TAREFA:
Retorne, sem alterar nada, tudo o que vai de "- Não propiciar morte rápida e indolor a todo animal cujo" até "sexualmente de animais." no trecho do documento.

TRECHO DO DOCUMENTO:
......

A lei federal, entretanto, não faz nenhuma especificação sobre que tipos de prática podem se configurar como maus-tratos aos animais.

É justamente sobre essa definição que dispõe a principal lei de proteção animal de Sergipe. A Lei Estadual nº 8.366, decretada em dezembro de 2017, instituiu o Código de Proteção aos Animais do Estado de Sergipe.

Tendo como ponto de partida a constatação dos animais como seres sencientes, ou seja, que têm a capacidade de sentir, a ferramenta legislativa sergipana determina os seguintes crimes contra o grupo:

- Ofender ou agredir fisicamente ou psicologicamente os animais, sujeitando-os a qualquer tipo de experiência, prática ou atividade capaz de causar-lhes sofrimento ou dano, bem como as que provoquem condições inaceitáveis de existência; 

- Manter animais em local desprovido de asseio ou que lhes impeça a movimentação, o descanso ou os privem de ar e luminosidade; 

- Obrigar os animais a trabalhos excessivos ou superiores às suas forças e a todo ato que resulte em sofrimento, para deles obter esforços que não se alcançariam senão com castigo; 

- Não propiciar morte rápida e indolor a todo animal cujo abate seja necessário para consumo;

- Não propiciar morte rápida e indolor a todo animal cuja eutanásia seja regularmente recomendada por autoridade veterinária;

- Enclausurar animais juntamente com outros que os molestem;

- Exercitar cães, conduzindo-os presos a veículo motorizado em movimento;

- Vender ou expor à venda animais em áreas públicas, sem a devida licença de autoridade competente;

- Vender animais a menores de idade desacompanhados de adulto ou responsável;

- Abusar sexualmente de animais.

......

MATERIAL FORNECIDO:
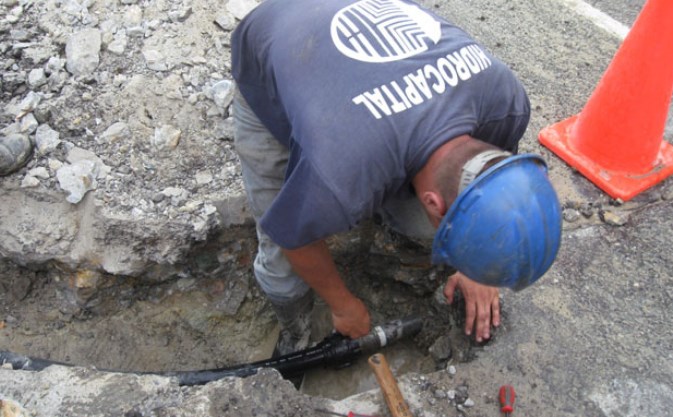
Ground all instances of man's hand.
[283,240,371,339]
[444,272,500,343]
[332,297,371,339]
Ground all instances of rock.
[599,210,628,226]
[35,124,61,155]
[227,0,259,20]
[0,133,33,176]
[152,125,182,150]
[428,335,451,362]
[56,160,98,204]
[65,29,101,76]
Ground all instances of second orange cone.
[539,0,673,201]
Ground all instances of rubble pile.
[0,0,255,274]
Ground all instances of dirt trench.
[0,224,472,399]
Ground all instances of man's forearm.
[283,240,354,310]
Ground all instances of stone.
[65,29,102,76]
[0,133,33,176]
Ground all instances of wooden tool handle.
[368,353,411,417]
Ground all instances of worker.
[231,0,561,354]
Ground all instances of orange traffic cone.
[539,0,673,201]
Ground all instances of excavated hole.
[0,225,479,399]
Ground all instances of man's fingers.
[491,295,500,327]
[476,306,491,342]
[465,303,479,336]
[444,275,458,304]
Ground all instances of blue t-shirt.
[232,0,530,249]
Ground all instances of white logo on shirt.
[331,0,441,62]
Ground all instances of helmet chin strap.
[458,149,512,194]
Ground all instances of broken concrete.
[0,0,673,417]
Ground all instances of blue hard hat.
[432,154,561,290]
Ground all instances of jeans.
[233,92,435,304]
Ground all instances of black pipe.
[0,317,423,385]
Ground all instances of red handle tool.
[498,385,516,416]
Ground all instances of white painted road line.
[561,0,630,39]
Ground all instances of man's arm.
[444,272,500,342]
[283,240,371,339]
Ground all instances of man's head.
[414,137,561,289]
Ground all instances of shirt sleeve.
[260,155,357,249]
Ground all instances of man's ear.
[421,191,447,220]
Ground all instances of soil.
[0,0,673,417]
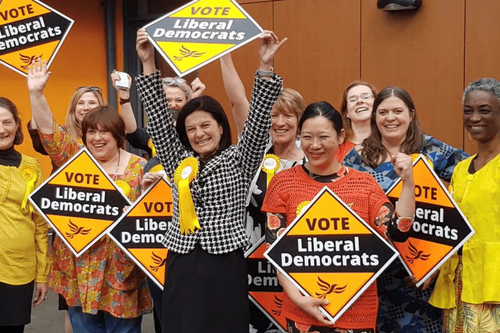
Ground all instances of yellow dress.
[429,155,500,332]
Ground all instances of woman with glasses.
[0,97,50,333]
[136,29,284,333]
[28,60,151,333]
[343,87,468,333]
[337,81,377,162]
[220,54,305,333]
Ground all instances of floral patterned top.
[343,135,468,333]
[50,155,152,318]
[40,125,152,318]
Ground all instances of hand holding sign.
[135,29,156,75]
[391,153,413,182]
[27,58,52,94]
[259,30,288,71]
[278,274,333,326]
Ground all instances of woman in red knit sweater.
[262,102,415,333]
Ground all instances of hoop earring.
[467,132,474,145]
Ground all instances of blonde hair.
[162,76,193,102]
[64,86,106,141]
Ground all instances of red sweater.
[262,166,389,329]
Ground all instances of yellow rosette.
[149,164,165,172]
[296,201,311,216]
[262,154,280,186]
[410,154,434,168]
[148,139,156,157]
[115,180,130,198]
[174,157,201,235]
[19,164,39,212]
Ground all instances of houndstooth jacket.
[137,72,282,254]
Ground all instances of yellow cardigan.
[429,155,500,309]
[0,155,50,285]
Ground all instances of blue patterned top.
[342,135,469,333]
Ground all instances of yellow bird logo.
[149,252,167,272]
[405,242,431,264]
[20,52,43,70]
[174,45,206,61]
[316,276,347,299]
[66,220,92,239]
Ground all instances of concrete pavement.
[24,291,155,333]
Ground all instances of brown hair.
[361,86,424,168]
[274,88,305,120]
[82,106,125,148]
[340,80,378,140]
[64,86,106,141]
[0,97,24,145]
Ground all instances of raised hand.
[259,30,288,71]
[135,29,155,75]
[27,58,52,95]
[191,77,206,98]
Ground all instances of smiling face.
[270,107,299,145]
[85,125,119,162]
[185,111,222,158]
[346,85,374,123]
[300,116,344,175]
[375,96,413,145]
[0,107,19,150]
[75,91,99,123]
[163,85,187,110]
[463,90,500,142]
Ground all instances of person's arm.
[30,165,50,306]
[426,138,469,182]
[111,69,137,134]
[237,31,287,182]
[27,58,54,134]
[392,153,415,218]
[220,53,250,135]
[136,29,187,179]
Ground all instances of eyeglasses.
[163,77,186,86]
[76,86,102,92]
[347,93,373,103]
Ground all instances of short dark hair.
[82,106,125,148]
[0,97,24,145]
[175,95,231,154]
[299,101,342,135]
[361,86,424,168]
[340,80,378,140]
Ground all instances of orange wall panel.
[361,0,465,147]
[274,0,360,108]
[457,0,500,152]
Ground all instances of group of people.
[0,30,500,333]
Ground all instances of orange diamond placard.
[108,178,173,290]
[245,237,286,333]
[264,186,397,322]
[387,155,474,287]
[144,0,262,76]
[0,0,74,76]
[29,148,130,257]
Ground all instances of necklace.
[113,148,121,181]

......

RESPOSTA:
- Não propiciar morte rápida e indolor a todo animal cujo abate seja necessário para consumo;

- Não propiciar morte rápida e indolor a todo animal cuja eutanásia seja regularmente recomendada por autoridade veterinária;

- Enclausurar animais juntamente com outros que os molestem;

- Exercitar cães, conduzindo-os presos a veículo motorizado em movimento;

- Vender ou expor à venda animais em áreas públicas, sem a devida licença de autoridade competente;

- Vender animais a menores de idade desacompanhados de adulto ou responsável;

- Abusar sexualmente de animais.